Objective:
Locate each line in the records that contains the string "tree" and copy those lines out in full. Treat uppercase and lowercase as different.

Records to process:
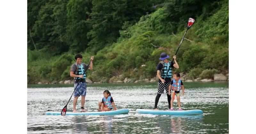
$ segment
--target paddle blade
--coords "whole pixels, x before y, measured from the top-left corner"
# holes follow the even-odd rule
[[[195,22],[195,19],[191,18],[189,18],[188,21],[188,24],[187,24],[187,29],[188,30],[194,24],[194,22]]]
[[[67,112],[67,106],[66,105],[63,109],[62,109],[61,110],[61,116],[65,116],[66,115],[66,112]]]

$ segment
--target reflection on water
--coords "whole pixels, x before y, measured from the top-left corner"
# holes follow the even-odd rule
[[[228,89],[220,88],[218,92],[215,91],[220,87],[186,89],[186,95],[181,100],[182,108],[200,109],[204,112],[203,115],[165,115],[135,112],[140,108],[154,106],[157,90],[152,86],[88,87],[85,106],[89,111],[98,109],[102,92],[108,89],[113,96],[117,108],[128,108],[130,112],[113,115],[65,116],[45,115],[45,112],[62,109],[70,97],[72,87],[28,88],[28,133],[228,133]],[[68,109],[72,108],[72,100]],[[81,105],[79,100],[78,105]],[[160,108],[168,108],[166,100],[160,98]],[[177,104],[174,102],[174,106]]]

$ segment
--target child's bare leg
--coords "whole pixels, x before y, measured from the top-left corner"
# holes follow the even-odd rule
[[[172,96],[172,93],[172,93],[172,94],[171,95],[171,96]],[[171,100],[171,108],[173,108],[173,98],[172,97],[172,99]]]
[[[178,102],[178,106],[179,109],[180,108],[180,95],[177,96],[177,101]]]
[[[100,101],[99,102],[99,110],[98,111],[101,111],[101,102]]]
[[[111,110],[111,109],[109,109],[109,108],[104,108],[104,111],[110,111]]]

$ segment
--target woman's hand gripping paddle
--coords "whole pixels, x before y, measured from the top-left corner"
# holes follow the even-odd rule
[[[92,61],[92,59],[90,60],[90,61],[89,62],[89,63],[88,64],[88,65],[86,67],[86,68],[85,68],[85,69],[84,69],[84,73],[83,73],[82,75],[84,75],[84,73],[85,73],[86,70],[88,69],[88,68],[89,68],[89,66],[90,66],[90,63],[91,63],[91,61]],[[80,78],[79,79],[79,81],[78,81],[78,83],[79,83],[80,82],[80,81],[81,81],[81,78]],[[68,107],[68,102],[69,102],[69,100],[70,100],[70,99],[71,99],[71,98],[72,97],[72,95],[73,95],[73,94],[74,94],[75,91],[76,91],[76,88],[77,87],[77,86],[78,86],[78,84],[76,84],[76,87],[75,87],[75,89],[74,89],[74,91],[73,91],[73,93],[72,93],[72,94],[71,95],[71,96],[70,97],[70,98],[69,98],[69,100],[68,100],[68,103],[67,103],[67,104],[64,107],[64,108],[63,108],[63,109],[62,109],[61,110],[61,112],[60,113],[60,114],[61,115],[61,116],[64,116],[66,115],[66,112],[67,112],[67,107]]]

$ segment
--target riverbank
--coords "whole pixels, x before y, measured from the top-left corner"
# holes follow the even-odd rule
[[[200,77],[198,77],[196,78],[191,79],[187,78],[188,74],[180,73],[180,78],[182,81],[185,82],[211,82],[216,81],[228,81],[229,74],[228,73],[224,75],[222,73],[215,74],[213,75],[213,78],[203,78]],[[122,76],[120,75],[118,77],[114,77],[111,78],[108,82],[106,81],[102,82],[102,81],[99,80],[99,81],[93,81],[89,78],[86,79],[86,83],[153,83],[157,82],[158,80],[158,78],[156,77],[155,78],[151,78],[140,79],[136,80],[132,78],[126,78],[124,80],[122,80]],[[53,82],[50,83],[47,81],[43,82],[39,82],[37,84],[70,84],[74,83],[73,79],[69,79],[65,81],[62,80],[60,81],[54,81]]]

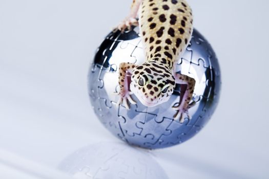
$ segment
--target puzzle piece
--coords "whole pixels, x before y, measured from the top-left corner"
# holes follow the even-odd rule
[[[149,131],[152,131],[151,133],[147,133],[147,132],[143,130],[140,133],[141,136],[144,136],[145,137],[147,135],[151,135],[154,137],[152,141],[144,143],[144,145],[150,147],[151,145],[154,145],[158,142],[159,139],[162,136],[171,135],[172,131],[168,129],[168,128],[169,125],[171,125],[173,120],[163,117],[161,121],[156,121],[156,117],[157,115],[148,113],[147,116],[150,116],[150,117],[147,117],[145,119],[145,121],[143,122],[138,122],[136,125],[138,127],[143,128],[144,125],[147,123],[148,127],[150,126],[150,127],[152,128],[152,130],[149,130]]]
[[[144,117],[141,113],[136,111],[136,109],[137,107],[136,104],[131,105],[130,107],[130,110],[128,110],[121,105],[119,107],[118,117],[125,119],[125,117],[128,118],[128,122],[126,122],[126,120],[125,120],[124,121],[119,122],[119,124],[125,135],[133,137],[135,133],[139,134],[141,132],[141,129],[135,127],[136,126],[136,124],[138,121],[142,121]],[[130,129],[131,131],[130,131]]]

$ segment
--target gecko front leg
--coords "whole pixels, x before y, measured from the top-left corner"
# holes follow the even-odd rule
[[[129,63],[121,63],[119,68],[119,84],[120,91],[119,92],[119,99],[117,103],[118,105],[123,104],[127,109],[130,109],[128,103],[129,101],[131,104],[135,104],[134,101],[130,96],[132,93],[129,91],[129,84],[127,80],[127,72],[132,73],[134,68],[136,65]]]
[[[130,30],[132,26],[137,26],[138,25],[138,22],[136,19],[136,17],[137,16],[138,9],[142,1],[143,0],[133,1],[129,15],[118,25],[117,29],[122,32],[126,29]]]
[[[179,122],[182,123],[184,121],[183,114],[186,113],[188,115],[188,110],[192,105],[192,104],[190,104],[189,103],[193,94],[195,80],[187,75],[179,74],[176,74],[175,78],[176,83],[181,84],[181,86],[180,86],[180,100],[179,103],[176,103],[178,104],[177,105],[173,106],[173,108],[177,109],[177,112],[173,117],[174,119],[178,119],[179,116]],[[183,87],[184,85],[187,86],[185,88]]]

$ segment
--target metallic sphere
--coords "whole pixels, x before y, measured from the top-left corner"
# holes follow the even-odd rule
[[[194,30],[190,44],[177,64],[177,73],[196,80],[193,100],[196,103],[189,110],[184,122],[174,120],[172,108],[179,101],[180,85],[176,84],[170,99],[154,107],[137,104],[128,110],[116,105],[119,96],[118,66],[121,62],[141,64],[144,52],[139,28],[121,33],[110,33],[97,49],[88,75],[91,104],[100,121],[113,135],[128,143],[155,149],[181,143],[195,135],[206,124],[219,99],[220,71],[210,44]]]

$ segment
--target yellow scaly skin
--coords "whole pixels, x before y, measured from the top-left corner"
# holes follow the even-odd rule
[[[135,18],[139,9],[139,23]],[[119,66],[120,99],[129,108],[128,101],[135,104],[130,96],[126,78],[132,74],[130,89],[144,105],[154,106],[167,101],[175,84],[181,84],[180,101],[174,106],[174,118],[184,120],[193,94],[195,80],[176,74],[178,56],[184,53],[193,32],[192,10],[184,0],[134,0],[130,15],[118,29],[123,31],[139,24],[146,51],[146,60],[140,65],[121,63]],[[187,88],[183,87],[186,85]]]

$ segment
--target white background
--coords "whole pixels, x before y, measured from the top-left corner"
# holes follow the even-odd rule
[[[267,178],[269,3],[189,2],[219,58],[221,98],[199,135],[151,152],[171,178]],[[0,149],[55,168],[81,147],[118,141],[94,116],[87,76],[131,3],[0,0]]]

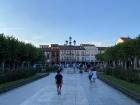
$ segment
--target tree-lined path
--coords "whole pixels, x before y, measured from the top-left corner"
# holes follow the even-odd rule
[[[62,95],[57,96],[54,77],[48,77],[0,95],[0,105],[139,105],[100,80],[89,83],[87,73],[64,70]]]

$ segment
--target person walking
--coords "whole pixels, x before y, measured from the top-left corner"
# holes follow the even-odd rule
[[[95,83],[95,81],[96,81],[96,78],[97,78],[96,69],[93,68],[93,69],[92,69],[92,80],[93,80],[94,83]]]
[[[60,73],[60,71],[57,71],[57,74],[55,76],[55,81],[56,81],[56,87],[57,87],[57,94],[61,95],[61,88],[63,84],[63,76]]]
[[[93,76],[93,72],[92,72],[92,69],[90,69],[88,72],[88,78],[90,82],[92,82],[92,76]]]

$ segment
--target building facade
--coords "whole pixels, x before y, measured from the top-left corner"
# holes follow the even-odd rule
[[[98,48],[93,44],[40,45],[46,57],[46,63],[91,63],[96,62]]]

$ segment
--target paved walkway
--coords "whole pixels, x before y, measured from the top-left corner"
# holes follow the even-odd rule
[[[57,96],[55,74],[0,95],[0,105],[139,105],[100,80],[89,83],[87,73],[64,70],[62,95]]]

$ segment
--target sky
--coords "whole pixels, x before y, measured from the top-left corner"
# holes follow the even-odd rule
[[[140,0],[0,0],[0,33],[35,46],[112,46],[140,32]]]

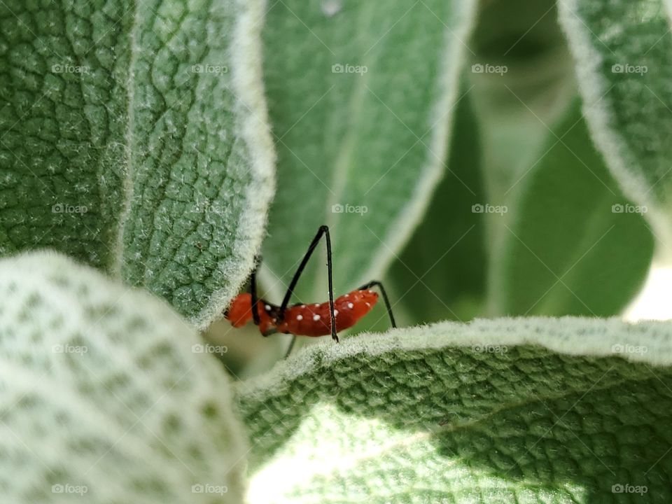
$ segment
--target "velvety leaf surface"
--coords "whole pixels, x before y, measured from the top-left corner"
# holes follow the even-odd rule
[[[671,20],[662,0],[569,0],[560,21],[591,132],[625,193],[667,242],[672,209]]]
[[[250,501],[665,502],[671,365],[668,323],[615,319],[313,346],[237,386]]]
[[[262,2],[0,5],[0,250],[52,247],[200,327],[272,194]]]
[[[0,293],[4,501],[242,501],[228,380],[164,302],[45,253]]]
[[[467,320],[482,309],[486,275],[480,131],[468,88],[458,105],[446,173],[388,276],[401,326]]]
[[[623,195],[594,147],[578,103],[528,166],[491,255],[493,311],[620,313],[646,275],[653,238],[644,209]]]
[[[278,190],[262,279],[272,295],[281,297],[321,225],[332,229],[339,293],[380,275],[406,241],[444,172],[475,4],[270,5]],[[323,263],[307,270],[299,299],[326,298]]]

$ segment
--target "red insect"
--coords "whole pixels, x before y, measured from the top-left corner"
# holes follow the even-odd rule
[[[327,243],[329,301],[312,304],[288,306],[299,277],[323,235],[325,236]],[[253,320],[264,336],[270,336],[276,332],[291,334],[295,337],[326,336],[330,334],[332,337],[338,342],[337,332],[354,326],[373,308],[378,301],[378,294],[372,290],[371,288],[377,286],[383,295],[390,323],[392,327],[396,327],[387,294],[379,281],[370,281],[336,300],[334,300],[332,284],[331,239],[329,236],[329,228],[323,225],[320,227],[308,247],[308,251],[294,274],[280,306],[257,298],[256,274],[255,272],[253,272],[250,278],[250,293],[238,295],[231,302],[228,310],[225,312],[225,316],[235,328],[242,327],[250,320]],[[252,309],[253,306],[256,306],[256,310]],[[293,344],[294,340],[292,340],[288,354],[291,351]]]

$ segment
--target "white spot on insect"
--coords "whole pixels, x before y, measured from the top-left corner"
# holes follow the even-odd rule
[[[338,14],[342,8],[343,8],[343,4],[341,0],[323,0],[322,1],[322,12],[330,18]]]

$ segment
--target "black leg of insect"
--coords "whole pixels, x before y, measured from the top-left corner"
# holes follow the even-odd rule
[[[308,260],[324,237],[327,248],[327,272],[329,287],[329,301],[313,304],[293,304],[289,306],[289,300],[294,293],[294,289],[306,267]],[[259,258],[256,258],[258,266]],[[250,292],[248,294],[239,294],[231,303],[229,309],[225,313],[226,318],[234,327],[242,327],[249,320],[259,327],[264,336],[276,332],[291,334],[292,339],[287,354],[293,348],[296,336],[326,336],[331,335],[332,338],[338,342],[338,331],[347,329],[356,323],[357,321],[368,314],[378,300],[378,295],[370,290],[372,287],[380,288],[387,313],[390,317],[392,327],[396,327],[392,308],[387,293],[382,284],[377,281],[370,281],[358,289],[334,300],[333,273],[332,267],[331,237],[329,228],[321,226],[308,246],[308,250],[301,260],[287,292],[280,306],[259,299],[257,296],[256,271],[250,276]]]

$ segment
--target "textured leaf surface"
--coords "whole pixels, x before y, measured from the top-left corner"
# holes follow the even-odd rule
[[[0,293],[4,500],[241,501],[227,380],[163,302],[37,253]]]
[[[666,502],[671,365],[669,323],[615,319],[444,323],[316,345],[238,385],[250,500]]]
[[[494,313],[615,315],[646,275],[651,232],[593,146],[579,109],[570,107],[548,133],[515,186],[503,243],[491,255]]]
[[[649,207],[659,238],[672,215],[671,20],[662,0],[568,0],[560,20],[595,141],[626,194]]]
[[[273,295],[321,225],[332,230],[339,292],[381,274],[405,242],[444,170],[475,4],[270,6],[264,68],[278,190],[264,260]],[[326,294],[315,262],[298,290],[311,302]]]
[[[206,325],[272,195],[261,2],[42,4],[0,5],[2,251],[120,270]]]

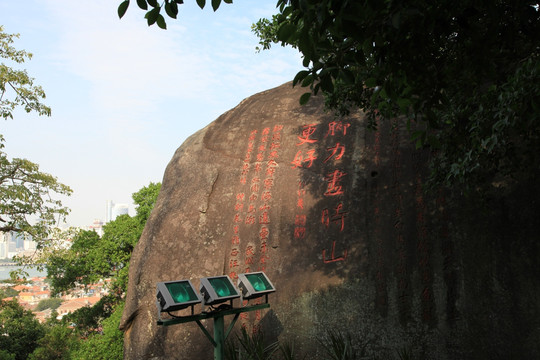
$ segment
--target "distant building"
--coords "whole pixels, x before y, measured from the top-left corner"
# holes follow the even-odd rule
[[[99,236],[103,236],[103,221],[95,219],[92,225],[87,227],[87,230],[95,231]]]
[[[112,200],[107,201],[107,218],[105,222],[114,221],[120,215],[128,215],[127,204],[115,204]]]

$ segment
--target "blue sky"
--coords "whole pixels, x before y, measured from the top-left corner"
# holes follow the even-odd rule
[[[74,193],[68,223],[105,220],[106,201],[162,180],[184,140],[242,99],[293,79],[299,54],[276,46],[256,53],[251,24],[276,0],[235,0],[217,12],[195,0],[168,30],[148,27],[133,0],[1,1],[0,25],[19,33],[22,65],[47,93],[52,116],[17,112],[2,121],[10,157],[23,157]],[[14,66],[17,67],[17,66]]]

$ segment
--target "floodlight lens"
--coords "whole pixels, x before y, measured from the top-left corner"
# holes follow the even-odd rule
[[[246,274],[246,278],[253,286],[255,291],[265,291],[273,289],[272,285],[268,283],[268,280],[266,280],[266,277],[262,273]]]
[[[169,290],[169,293],[171,294],[171,297],[176,303],[183,303],[197,299],[197,296],[193,292],[193,288],[187,281],[174,282],[166,284],[166,286],[167,290]]]
[[[210,285],[214,288],[216,291],[216,294],[219,297],[225,297],[225,296],[233,296],[236,295],[236,291],[231,288],[231,284],[227,279],[224,278],[213,278],[208,279],[210,282]]]

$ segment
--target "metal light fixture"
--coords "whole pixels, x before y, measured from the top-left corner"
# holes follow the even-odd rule
[[[181,310],[201,302],[201,296],[189,280],[165,281],[157,284],[159,312]]]
[[[203,305],[214,305],[240,297],[240,291],[234,286],[228,275],[212,276],[201,279],[200,286]]]
[[[242,298],[256,299],[276,291],[276,288],[262,271],[247,274],[238,274],[238,288],[242,291]]]

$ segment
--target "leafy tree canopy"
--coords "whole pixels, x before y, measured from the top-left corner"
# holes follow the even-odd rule
[[[537,175],[537,0],[277,0],[277,9],[253,31],[262,49],[279,43],[302,53],[293,84],[310,91],[301,103],[322,92],[338,114],[363,109],[373,128],[402,118],[417,147],[434,150],[435,184],[477,188]]]
[[[31,311],[25,310],[15,300],[0,300],[0,356],[26,360],[38,346],[43,336],[43,326]]]
[[[157,0],[136,0],[137,6],[141,8],[142,10],[146,11],[145,18],[148,22],[148,26],[157,24],[162,29],[167,28],[167,23],[165,22],[165,18],[161,14],[161,10],[164,10],[164,12],[167,14],[167,16],[176,19],[176,16],[178,15],[178,5],[181,5],[184,3],[184,0],[164,0],[161,4]],[[197,5],[201,9],[204,9],[206,6],[206,0],[196,0]],[[216,11],[219,6],[221,5],[222,0],[211,0],[212,2],[212,9]],[[226,4],[232,4],[232,0],[223,0]],[[118,16],[122,18],[129,7],[130,0],[124,0],[120,5],[118,6]]]
[[[23,63],[32,54],[13,47],[18,35],[7,34],[0,26],[0,116],[13,118],[17,107],[39,115],[51,114],[49,107],[41,103],[45,93],[34,85],[25,70],[16,70],[3,61],[14,65]],[[24,232],[34,240],[46,239],[48,231],[67,215],[58,195],[70,195],[71,189],[58,182],[39,166],[29,160],[10,159],[4,152],[4,137],[0,134],[0,232]]]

Task solution:
--target tree-lined path
--target "leafy tree canopy"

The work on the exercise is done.